**** Extracted records ****

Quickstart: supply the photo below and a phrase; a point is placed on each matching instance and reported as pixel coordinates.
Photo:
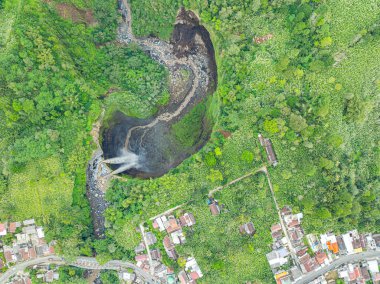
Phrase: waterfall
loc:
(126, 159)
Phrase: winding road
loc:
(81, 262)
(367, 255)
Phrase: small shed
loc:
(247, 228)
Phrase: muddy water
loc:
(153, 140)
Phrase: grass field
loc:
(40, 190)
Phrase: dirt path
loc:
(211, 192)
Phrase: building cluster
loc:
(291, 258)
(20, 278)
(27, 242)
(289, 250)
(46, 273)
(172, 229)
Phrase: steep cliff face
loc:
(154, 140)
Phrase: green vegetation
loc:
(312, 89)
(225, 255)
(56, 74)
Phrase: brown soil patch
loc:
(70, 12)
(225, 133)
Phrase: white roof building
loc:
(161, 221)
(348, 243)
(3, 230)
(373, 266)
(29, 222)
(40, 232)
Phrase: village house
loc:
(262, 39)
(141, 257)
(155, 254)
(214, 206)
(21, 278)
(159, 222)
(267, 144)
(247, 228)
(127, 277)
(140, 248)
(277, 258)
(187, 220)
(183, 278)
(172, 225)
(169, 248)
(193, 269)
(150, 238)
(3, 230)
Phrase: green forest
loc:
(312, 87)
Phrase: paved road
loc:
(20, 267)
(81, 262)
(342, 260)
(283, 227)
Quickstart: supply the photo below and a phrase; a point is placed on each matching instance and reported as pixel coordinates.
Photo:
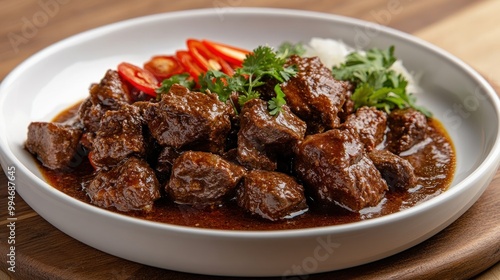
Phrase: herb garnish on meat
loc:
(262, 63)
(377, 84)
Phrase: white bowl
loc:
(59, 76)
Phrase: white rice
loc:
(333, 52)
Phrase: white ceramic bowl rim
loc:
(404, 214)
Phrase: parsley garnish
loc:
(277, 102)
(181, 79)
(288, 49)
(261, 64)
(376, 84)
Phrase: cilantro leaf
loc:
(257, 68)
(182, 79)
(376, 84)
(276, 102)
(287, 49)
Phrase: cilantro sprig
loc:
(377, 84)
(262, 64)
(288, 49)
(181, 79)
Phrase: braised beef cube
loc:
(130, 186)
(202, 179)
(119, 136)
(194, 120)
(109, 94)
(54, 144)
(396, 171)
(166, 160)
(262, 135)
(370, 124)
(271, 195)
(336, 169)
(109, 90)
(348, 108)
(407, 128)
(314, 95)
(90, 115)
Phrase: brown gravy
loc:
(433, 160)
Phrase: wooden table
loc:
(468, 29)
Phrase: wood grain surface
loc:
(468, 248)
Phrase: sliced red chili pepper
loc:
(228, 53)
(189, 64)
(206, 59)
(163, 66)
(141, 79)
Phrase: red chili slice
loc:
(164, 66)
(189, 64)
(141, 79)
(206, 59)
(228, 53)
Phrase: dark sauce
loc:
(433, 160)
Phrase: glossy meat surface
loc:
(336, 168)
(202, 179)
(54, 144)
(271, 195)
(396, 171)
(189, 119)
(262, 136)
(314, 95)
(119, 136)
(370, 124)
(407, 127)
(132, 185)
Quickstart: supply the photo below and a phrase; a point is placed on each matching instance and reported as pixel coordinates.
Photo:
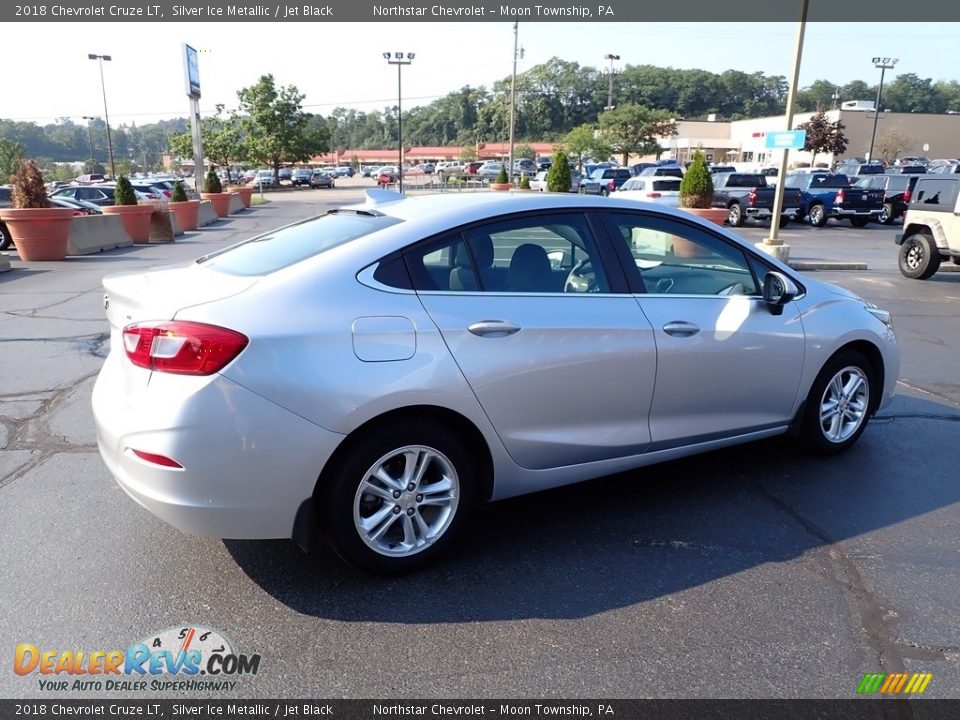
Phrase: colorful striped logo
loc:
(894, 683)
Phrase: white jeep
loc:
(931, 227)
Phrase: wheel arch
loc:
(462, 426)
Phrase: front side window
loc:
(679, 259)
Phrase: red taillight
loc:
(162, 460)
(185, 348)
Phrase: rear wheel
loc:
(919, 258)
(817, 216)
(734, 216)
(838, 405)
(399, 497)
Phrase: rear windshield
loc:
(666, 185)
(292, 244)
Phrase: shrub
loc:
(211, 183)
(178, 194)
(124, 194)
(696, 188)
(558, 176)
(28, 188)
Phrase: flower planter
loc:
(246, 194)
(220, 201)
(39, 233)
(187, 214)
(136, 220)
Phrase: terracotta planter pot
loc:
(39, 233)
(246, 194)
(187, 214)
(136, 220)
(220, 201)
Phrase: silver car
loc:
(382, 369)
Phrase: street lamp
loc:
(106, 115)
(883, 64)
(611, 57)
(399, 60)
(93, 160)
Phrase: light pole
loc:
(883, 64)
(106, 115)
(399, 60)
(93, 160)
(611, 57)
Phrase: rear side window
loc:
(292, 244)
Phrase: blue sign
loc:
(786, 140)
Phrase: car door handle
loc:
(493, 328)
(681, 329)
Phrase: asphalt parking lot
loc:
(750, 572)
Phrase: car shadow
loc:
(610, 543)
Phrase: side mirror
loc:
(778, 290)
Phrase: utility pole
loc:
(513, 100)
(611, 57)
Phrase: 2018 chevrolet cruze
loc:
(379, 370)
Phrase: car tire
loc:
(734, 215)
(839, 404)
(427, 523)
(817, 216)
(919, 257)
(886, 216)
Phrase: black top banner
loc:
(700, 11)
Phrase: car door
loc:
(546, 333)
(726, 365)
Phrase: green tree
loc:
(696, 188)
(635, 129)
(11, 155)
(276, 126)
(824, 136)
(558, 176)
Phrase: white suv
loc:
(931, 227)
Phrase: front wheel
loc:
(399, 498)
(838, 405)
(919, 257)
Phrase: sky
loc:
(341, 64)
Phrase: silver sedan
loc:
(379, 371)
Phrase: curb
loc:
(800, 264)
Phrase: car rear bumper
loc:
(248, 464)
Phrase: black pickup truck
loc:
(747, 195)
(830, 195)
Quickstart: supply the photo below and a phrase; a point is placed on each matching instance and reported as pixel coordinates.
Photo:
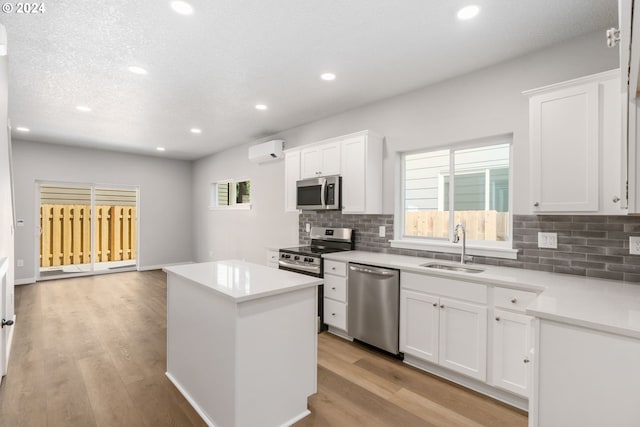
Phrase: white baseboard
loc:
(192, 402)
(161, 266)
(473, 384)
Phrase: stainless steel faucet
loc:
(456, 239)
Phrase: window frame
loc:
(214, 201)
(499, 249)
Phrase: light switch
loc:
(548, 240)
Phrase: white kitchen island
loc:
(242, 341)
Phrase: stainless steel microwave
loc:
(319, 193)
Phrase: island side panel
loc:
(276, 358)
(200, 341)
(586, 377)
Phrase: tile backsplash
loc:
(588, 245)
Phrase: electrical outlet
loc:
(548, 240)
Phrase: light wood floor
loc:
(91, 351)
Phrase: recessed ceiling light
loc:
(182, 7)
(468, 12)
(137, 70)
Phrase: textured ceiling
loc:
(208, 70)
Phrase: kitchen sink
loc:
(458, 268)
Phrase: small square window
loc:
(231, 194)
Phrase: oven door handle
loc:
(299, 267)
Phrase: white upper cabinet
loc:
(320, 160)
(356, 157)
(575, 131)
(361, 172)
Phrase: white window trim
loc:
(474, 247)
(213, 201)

****
**** Extracted records ****

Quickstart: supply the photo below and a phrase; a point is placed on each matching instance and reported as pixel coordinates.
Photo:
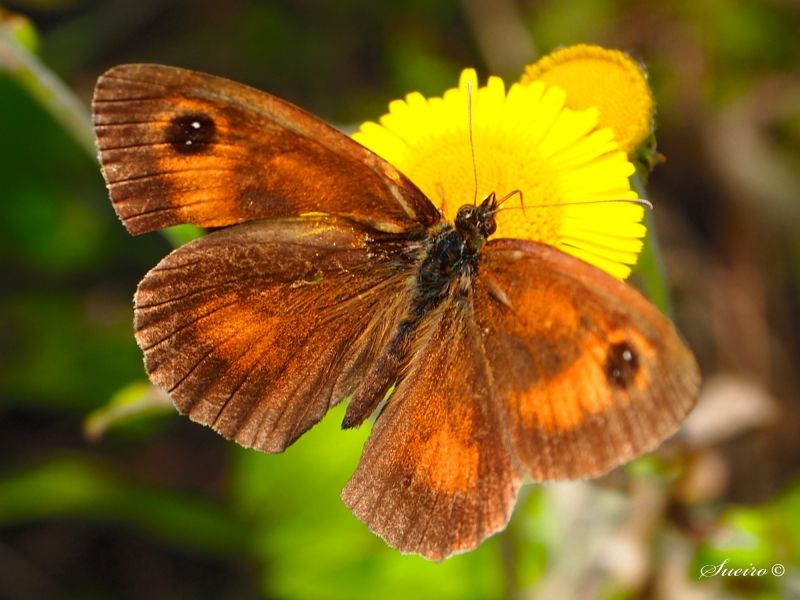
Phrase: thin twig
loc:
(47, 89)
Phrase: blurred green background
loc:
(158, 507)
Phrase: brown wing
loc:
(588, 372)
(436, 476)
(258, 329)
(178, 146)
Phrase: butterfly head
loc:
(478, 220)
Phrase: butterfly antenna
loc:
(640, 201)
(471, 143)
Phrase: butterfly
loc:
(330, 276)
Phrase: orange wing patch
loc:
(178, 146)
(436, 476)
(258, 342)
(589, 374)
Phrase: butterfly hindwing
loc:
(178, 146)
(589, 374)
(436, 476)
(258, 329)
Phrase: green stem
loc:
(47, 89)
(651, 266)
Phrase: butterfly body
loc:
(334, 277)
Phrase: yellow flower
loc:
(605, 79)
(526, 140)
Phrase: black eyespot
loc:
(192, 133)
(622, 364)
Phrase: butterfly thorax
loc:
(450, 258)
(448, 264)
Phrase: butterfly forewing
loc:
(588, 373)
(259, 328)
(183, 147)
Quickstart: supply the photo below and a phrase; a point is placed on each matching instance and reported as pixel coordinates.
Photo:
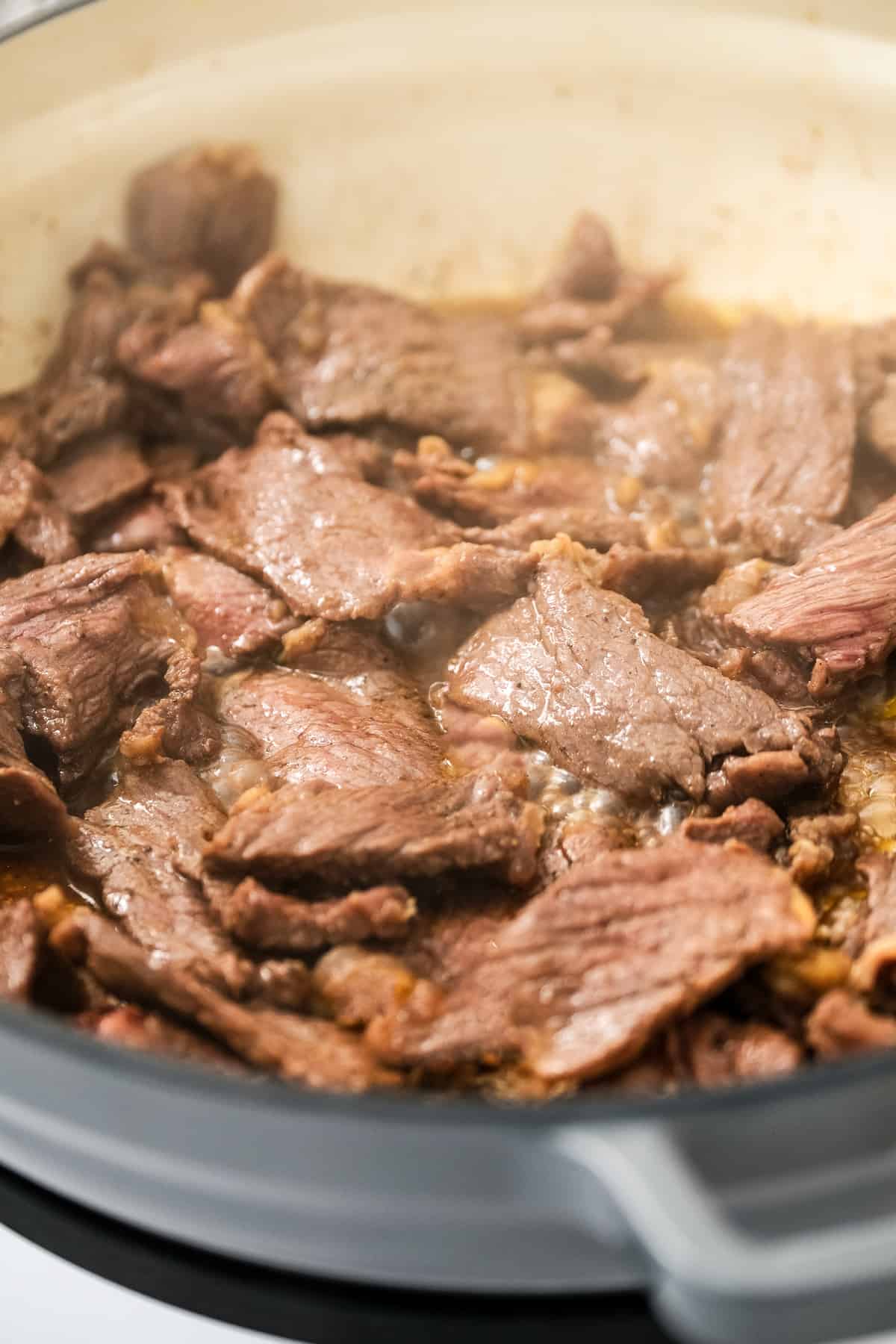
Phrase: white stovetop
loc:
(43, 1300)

****

### Problem statement
Report the number of lines in the records that hold "brown" and write no other words.

### Answer to the problem
3